- _Requirement_: Report each line of the data that includes the word "below".

Source records
________________
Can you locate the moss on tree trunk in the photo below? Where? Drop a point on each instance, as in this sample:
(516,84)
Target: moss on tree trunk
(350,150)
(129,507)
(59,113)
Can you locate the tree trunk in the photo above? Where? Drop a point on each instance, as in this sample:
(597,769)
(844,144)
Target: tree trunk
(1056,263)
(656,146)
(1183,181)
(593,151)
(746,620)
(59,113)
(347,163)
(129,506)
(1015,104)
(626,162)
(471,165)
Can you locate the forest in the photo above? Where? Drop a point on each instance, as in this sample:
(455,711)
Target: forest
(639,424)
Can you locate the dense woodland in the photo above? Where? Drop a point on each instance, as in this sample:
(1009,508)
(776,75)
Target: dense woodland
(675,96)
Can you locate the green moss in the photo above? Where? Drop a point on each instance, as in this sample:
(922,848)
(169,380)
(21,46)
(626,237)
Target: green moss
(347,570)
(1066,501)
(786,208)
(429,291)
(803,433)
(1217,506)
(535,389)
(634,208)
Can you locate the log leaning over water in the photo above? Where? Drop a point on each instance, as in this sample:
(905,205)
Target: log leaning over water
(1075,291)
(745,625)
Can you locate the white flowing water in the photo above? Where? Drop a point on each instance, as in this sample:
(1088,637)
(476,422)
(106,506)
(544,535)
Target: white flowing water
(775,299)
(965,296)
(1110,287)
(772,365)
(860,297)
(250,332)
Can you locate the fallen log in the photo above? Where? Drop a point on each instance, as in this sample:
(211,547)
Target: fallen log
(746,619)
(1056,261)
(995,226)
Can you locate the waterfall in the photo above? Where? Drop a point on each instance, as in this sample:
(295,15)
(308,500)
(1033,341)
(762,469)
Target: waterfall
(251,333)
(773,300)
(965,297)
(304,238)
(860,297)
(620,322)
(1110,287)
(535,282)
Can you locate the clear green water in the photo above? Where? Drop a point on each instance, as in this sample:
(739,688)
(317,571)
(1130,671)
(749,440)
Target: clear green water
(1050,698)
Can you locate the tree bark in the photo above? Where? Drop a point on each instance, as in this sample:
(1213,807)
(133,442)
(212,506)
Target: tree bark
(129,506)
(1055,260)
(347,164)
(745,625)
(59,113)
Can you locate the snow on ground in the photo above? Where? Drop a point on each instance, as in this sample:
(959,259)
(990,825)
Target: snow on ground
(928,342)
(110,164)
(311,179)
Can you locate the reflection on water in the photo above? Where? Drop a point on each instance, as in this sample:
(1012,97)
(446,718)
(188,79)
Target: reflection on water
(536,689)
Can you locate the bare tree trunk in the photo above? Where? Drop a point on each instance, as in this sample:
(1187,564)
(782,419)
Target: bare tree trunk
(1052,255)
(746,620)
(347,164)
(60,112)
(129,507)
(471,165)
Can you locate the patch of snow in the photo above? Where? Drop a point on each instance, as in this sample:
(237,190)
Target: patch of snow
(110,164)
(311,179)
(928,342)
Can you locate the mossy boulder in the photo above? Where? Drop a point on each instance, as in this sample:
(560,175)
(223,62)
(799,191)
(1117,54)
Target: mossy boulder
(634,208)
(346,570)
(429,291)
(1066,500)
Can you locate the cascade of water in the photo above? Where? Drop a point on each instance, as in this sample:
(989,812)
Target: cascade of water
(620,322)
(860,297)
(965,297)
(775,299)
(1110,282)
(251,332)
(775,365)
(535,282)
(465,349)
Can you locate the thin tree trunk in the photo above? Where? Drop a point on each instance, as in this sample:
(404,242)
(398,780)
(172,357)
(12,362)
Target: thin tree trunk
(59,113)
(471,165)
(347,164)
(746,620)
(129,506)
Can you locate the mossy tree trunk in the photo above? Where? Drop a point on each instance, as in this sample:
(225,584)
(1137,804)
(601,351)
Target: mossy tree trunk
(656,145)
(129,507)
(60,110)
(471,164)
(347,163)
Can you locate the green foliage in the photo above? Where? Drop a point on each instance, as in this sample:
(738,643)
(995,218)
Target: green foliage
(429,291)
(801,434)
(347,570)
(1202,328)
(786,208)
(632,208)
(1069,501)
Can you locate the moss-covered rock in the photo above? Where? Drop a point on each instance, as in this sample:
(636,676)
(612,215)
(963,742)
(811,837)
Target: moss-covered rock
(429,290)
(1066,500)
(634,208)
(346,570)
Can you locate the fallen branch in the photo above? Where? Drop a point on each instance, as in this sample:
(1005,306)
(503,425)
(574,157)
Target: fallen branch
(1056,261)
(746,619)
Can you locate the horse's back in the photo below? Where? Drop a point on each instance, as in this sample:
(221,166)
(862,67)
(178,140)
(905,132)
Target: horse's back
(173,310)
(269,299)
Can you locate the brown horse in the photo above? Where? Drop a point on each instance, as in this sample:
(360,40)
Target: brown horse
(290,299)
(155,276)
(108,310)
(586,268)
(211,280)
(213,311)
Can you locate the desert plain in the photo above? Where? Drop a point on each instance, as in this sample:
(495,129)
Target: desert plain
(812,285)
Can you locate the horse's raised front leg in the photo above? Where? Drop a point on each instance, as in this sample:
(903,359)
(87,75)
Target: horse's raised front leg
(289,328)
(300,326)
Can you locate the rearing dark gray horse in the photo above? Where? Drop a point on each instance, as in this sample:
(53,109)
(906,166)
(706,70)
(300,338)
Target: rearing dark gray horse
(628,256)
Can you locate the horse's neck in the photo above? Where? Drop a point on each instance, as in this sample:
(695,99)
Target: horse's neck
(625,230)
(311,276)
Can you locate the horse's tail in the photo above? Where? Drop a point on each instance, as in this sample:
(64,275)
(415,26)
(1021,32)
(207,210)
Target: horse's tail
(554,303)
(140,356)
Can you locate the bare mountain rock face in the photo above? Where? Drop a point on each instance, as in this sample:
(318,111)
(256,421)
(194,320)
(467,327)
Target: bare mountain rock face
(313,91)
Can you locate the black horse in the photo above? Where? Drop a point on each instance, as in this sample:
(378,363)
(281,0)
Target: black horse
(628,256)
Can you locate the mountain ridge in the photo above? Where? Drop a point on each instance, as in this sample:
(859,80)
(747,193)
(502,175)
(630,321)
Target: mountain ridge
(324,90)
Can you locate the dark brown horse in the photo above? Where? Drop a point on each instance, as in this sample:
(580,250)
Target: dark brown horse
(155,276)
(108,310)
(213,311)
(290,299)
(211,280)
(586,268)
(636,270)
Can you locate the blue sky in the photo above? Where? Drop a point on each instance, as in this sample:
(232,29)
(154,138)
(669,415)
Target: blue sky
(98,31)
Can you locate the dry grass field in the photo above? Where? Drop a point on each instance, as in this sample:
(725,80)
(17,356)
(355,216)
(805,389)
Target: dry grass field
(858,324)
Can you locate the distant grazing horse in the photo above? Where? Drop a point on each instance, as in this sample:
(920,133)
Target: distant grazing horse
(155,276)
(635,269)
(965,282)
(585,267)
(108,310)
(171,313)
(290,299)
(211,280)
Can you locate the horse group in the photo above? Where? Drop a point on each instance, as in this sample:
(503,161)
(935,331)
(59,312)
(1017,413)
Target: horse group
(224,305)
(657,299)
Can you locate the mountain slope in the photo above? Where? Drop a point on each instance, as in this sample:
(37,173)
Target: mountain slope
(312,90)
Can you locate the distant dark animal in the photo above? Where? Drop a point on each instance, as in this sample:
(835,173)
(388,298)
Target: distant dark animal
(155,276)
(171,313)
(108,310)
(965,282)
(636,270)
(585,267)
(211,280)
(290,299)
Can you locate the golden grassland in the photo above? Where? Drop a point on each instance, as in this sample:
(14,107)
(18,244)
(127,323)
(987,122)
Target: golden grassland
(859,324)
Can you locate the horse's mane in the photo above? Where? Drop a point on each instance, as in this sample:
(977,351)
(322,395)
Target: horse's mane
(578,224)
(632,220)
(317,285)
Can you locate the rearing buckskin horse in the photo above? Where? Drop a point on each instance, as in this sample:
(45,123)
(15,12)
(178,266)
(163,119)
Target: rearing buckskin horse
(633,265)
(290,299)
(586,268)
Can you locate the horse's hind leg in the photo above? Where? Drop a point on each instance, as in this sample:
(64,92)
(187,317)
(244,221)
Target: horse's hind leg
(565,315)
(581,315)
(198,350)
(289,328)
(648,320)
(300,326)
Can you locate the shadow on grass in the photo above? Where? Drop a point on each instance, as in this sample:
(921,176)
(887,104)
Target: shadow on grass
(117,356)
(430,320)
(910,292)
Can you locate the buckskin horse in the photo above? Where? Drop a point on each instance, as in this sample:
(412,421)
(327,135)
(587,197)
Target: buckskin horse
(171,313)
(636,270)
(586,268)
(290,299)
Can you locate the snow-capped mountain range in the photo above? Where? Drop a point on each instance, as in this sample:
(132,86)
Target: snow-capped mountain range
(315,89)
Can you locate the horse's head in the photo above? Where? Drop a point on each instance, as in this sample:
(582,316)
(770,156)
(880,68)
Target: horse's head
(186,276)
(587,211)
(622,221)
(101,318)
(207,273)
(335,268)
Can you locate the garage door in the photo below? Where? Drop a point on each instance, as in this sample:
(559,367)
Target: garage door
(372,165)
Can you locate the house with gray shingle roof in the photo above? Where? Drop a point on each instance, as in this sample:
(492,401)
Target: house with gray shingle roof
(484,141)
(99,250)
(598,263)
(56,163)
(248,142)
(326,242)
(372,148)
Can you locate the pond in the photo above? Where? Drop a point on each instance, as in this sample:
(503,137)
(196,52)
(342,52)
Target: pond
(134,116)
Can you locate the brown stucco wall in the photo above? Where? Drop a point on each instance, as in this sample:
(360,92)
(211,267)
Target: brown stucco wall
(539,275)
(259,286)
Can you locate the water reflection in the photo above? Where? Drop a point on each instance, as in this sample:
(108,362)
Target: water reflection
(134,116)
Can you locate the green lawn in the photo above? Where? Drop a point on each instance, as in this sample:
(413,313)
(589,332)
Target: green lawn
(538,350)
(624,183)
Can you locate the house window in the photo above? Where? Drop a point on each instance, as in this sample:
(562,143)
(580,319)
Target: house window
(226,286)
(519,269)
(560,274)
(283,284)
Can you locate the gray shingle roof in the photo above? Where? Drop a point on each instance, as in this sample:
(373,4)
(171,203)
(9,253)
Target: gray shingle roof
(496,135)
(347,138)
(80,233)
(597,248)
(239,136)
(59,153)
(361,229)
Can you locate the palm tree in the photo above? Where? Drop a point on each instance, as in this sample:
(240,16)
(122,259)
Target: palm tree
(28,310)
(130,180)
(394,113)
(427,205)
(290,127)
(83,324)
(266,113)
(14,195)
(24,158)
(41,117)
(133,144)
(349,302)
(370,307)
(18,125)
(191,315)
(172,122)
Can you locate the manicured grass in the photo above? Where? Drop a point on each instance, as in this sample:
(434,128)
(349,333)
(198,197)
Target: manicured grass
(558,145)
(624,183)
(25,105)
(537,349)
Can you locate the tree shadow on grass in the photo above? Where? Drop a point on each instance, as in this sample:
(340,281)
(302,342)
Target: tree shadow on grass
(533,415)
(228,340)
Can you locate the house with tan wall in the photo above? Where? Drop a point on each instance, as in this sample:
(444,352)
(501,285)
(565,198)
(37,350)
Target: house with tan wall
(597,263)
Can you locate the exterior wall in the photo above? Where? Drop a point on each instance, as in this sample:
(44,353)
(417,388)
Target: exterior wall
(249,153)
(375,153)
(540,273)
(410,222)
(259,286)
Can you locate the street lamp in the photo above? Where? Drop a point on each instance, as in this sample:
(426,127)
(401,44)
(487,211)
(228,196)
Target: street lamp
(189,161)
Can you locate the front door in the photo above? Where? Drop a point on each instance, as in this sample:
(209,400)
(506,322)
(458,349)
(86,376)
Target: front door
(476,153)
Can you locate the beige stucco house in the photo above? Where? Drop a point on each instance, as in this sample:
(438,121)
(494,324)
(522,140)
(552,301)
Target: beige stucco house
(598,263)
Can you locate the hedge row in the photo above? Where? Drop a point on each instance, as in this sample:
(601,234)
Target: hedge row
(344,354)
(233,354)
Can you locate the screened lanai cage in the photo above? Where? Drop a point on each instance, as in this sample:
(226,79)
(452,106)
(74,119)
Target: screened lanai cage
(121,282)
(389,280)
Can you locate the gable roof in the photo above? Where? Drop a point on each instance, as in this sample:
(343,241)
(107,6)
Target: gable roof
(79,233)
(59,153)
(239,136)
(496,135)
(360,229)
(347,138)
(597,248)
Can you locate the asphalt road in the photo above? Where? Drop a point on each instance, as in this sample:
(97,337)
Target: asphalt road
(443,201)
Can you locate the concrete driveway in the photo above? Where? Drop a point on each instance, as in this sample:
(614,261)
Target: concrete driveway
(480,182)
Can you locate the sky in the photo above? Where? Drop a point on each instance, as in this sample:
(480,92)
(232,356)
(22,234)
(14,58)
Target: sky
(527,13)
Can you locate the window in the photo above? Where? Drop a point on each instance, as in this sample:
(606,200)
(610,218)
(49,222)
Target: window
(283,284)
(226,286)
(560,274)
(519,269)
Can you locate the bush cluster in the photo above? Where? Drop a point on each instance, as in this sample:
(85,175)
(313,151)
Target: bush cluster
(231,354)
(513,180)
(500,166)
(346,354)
________________
- _Response to this exercise_:
Can you locate the moss on tree trunk in the photo below? Where? Drop a point on each instance, as in this sample:
Can you locate the horse's back in the photo below? Where? Drop a point on each instance, as in this sample:
Can you locate the garage door in the photo below? Where? Drop a point on each instance, as in this sample:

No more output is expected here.